━━━━━ Material

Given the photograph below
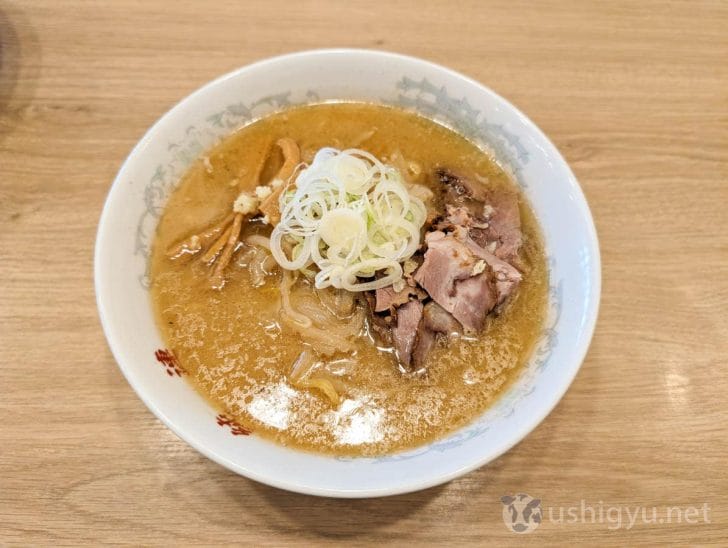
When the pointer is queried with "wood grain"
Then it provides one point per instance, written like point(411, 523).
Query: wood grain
point(635, 95)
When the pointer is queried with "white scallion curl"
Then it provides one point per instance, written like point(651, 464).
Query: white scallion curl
point(352, 217)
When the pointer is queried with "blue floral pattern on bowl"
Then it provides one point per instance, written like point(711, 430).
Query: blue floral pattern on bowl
point(419, 95)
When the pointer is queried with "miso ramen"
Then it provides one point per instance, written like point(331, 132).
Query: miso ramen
point(349, 278)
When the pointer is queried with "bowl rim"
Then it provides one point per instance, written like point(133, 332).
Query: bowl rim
point(432, 480)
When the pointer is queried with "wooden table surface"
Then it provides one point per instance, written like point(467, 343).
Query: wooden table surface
point(634, 94)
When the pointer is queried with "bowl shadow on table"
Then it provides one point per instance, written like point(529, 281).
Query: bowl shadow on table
point(19, 47)
point(337, 518)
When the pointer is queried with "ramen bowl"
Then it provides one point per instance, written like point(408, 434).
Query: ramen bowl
point(197, 123)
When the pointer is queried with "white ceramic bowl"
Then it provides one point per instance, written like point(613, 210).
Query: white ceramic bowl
point(151, 171)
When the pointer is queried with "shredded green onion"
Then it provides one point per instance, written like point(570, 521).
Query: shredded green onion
point(352, 217)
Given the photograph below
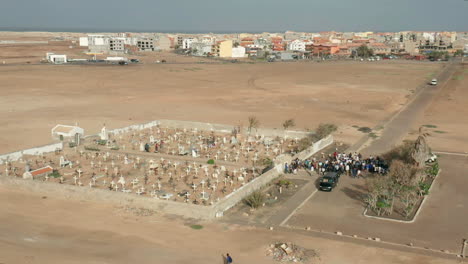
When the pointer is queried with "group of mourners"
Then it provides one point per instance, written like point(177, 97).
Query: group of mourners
point(351, 164)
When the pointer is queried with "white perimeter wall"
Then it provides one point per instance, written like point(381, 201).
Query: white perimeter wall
point(14, 156)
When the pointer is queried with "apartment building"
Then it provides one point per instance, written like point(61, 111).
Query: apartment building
point(145, 44)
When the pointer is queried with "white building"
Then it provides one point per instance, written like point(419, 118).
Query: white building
point(84, 42)
point(238, 52)
point(187, 43)
point(200, 48)
point(117, 44)
point(67, 131)
point(56, 58)
point(297, 45)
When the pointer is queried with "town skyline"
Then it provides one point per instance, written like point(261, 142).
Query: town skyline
point(239, 16)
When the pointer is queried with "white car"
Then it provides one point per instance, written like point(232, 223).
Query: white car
point(432, 158)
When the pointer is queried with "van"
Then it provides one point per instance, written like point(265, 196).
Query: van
point(328, 181)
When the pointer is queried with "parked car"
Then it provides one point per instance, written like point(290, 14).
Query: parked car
point(432, 158)
point(329, 181)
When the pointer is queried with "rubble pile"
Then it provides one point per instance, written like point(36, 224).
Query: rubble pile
point(289, 252)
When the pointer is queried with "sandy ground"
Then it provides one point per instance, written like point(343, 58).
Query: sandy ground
point(446, 118)
point(37, 230)
point(34, 98)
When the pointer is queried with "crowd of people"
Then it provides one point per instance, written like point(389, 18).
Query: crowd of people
point(351, 164)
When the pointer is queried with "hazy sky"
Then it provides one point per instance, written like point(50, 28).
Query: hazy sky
point(235, 15)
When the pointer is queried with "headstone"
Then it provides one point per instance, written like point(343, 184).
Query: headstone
point(103, 134)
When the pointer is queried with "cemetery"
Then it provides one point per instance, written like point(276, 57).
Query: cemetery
point(191, 164)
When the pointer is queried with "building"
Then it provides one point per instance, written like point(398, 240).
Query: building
point(247, 42)
point(56, 58)
point(380, 48)
point(201, 49)
point(277, 44)
point(67, 132)
point(222, 49)
point(117, 44)
point(187, 43)
point(164, 43)
point(145, 44)
point(97, 43)
point(323, 49)
point(84, 42)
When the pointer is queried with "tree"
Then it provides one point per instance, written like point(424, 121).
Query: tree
point(437, 55)
point(289, 123)
point(458, 53)
point(364, 51)
point(324, 130)
point(254, 123)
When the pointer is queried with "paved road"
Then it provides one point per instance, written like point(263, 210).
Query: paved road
point(400, 124)
point(440, 225)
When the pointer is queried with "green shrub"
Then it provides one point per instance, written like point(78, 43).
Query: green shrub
point(324, 130)
point(433, 169)
point(365, 129)
point(92, 148)
point(55, 174)
point(424, 188)
point(283, 182)
point(255, 200)
point(196, 227)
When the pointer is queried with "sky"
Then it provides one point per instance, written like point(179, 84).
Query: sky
point(234, 15)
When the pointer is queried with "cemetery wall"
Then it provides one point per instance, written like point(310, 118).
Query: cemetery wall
point(229, 128)
point(14, 156)
point(167, 207)
point(134, 127)
point(207, 127)
point(256, 184)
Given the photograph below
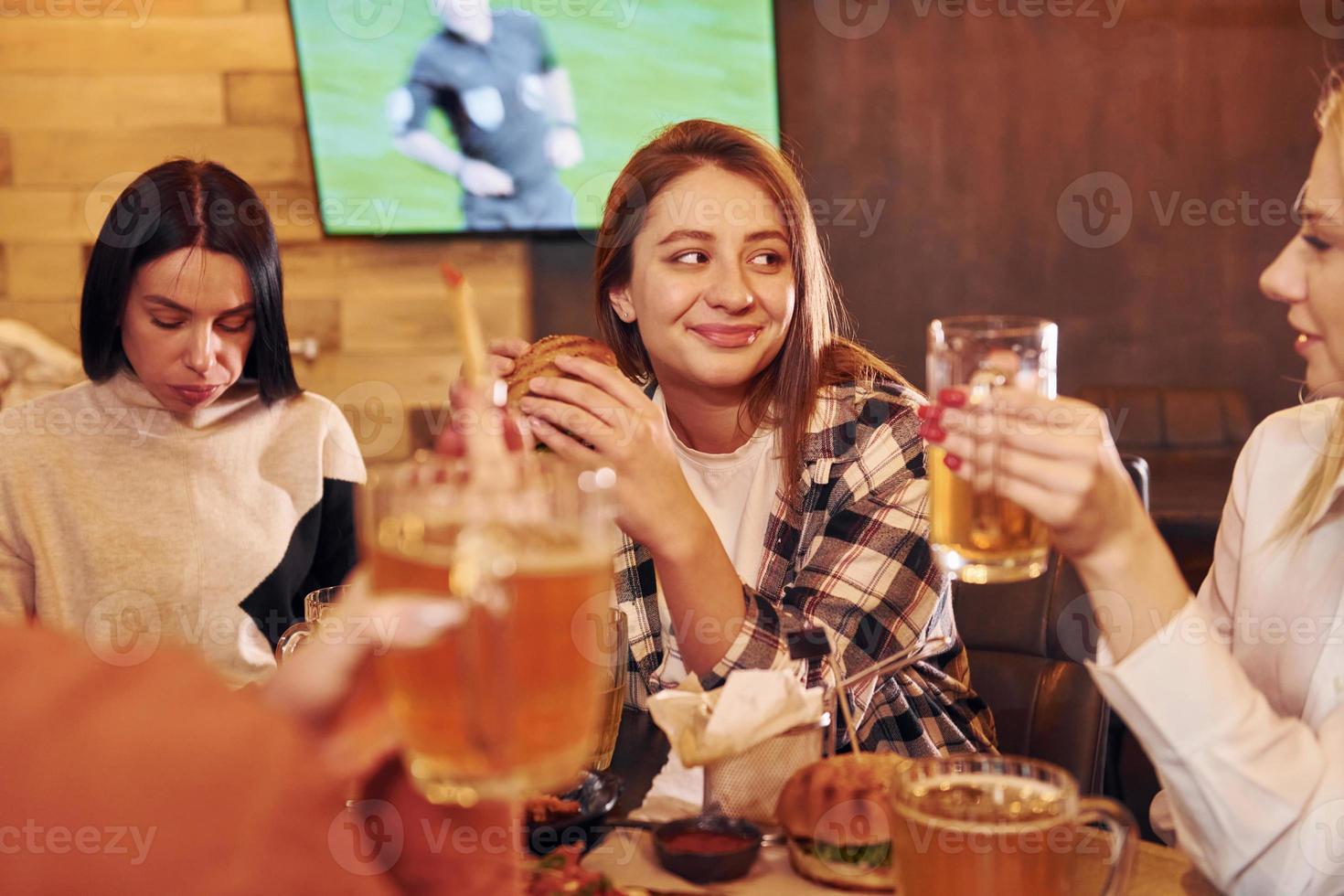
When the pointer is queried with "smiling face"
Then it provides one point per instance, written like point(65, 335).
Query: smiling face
point(1308, 275)
point(711, 283)
point(187, 326)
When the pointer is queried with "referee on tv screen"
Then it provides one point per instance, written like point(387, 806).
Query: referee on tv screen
point(511, 106)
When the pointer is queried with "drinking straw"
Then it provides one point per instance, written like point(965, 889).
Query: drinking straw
point(812, 643)
point(489, 453)
point(468, 325)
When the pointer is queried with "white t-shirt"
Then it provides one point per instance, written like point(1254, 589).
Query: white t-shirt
point(737, 492)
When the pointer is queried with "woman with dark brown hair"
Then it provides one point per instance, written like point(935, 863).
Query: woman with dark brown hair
point(771, 472)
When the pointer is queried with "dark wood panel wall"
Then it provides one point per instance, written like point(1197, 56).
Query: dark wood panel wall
point(955, 154)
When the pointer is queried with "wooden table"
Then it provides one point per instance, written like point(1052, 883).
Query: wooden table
point(641, 750)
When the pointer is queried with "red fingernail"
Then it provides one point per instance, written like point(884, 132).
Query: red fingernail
point(952, 398)
point(932, 432)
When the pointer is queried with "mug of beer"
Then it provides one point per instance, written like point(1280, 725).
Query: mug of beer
point(316, 603)
point(976, 535)
point(984, 824)
point(506, 704)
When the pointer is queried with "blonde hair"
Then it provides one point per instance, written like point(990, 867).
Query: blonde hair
point(1320, 484)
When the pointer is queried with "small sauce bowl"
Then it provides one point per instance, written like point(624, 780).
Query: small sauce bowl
point(707, 849)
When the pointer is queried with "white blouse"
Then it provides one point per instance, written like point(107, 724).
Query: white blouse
point(737, 492)
point(1240, 699)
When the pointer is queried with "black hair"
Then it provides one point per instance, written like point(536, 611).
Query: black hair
point(179, 205)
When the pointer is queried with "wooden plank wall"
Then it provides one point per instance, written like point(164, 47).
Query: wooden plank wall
point(93, 91)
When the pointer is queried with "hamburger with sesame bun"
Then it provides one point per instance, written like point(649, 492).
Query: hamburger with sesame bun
point(837, 815)
point(539, 360)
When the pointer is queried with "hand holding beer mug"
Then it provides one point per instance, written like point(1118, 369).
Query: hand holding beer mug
point(983, 824)
point(976, 535)
point(506, 704)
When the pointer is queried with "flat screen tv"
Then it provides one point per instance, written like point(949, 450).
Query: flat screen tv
point(464, 116)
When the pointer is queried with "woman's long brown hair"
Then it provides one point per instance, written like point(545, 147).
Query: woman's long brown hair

━━━━━━━━━━

Work instructions ->
Pick out each line in the entries above that contains the word "green".

Response below ->
When the pointer is queried with "shredded green onion"
Query: shredded green onion
When the pointer is queried with "green shrub"
Query: green shrub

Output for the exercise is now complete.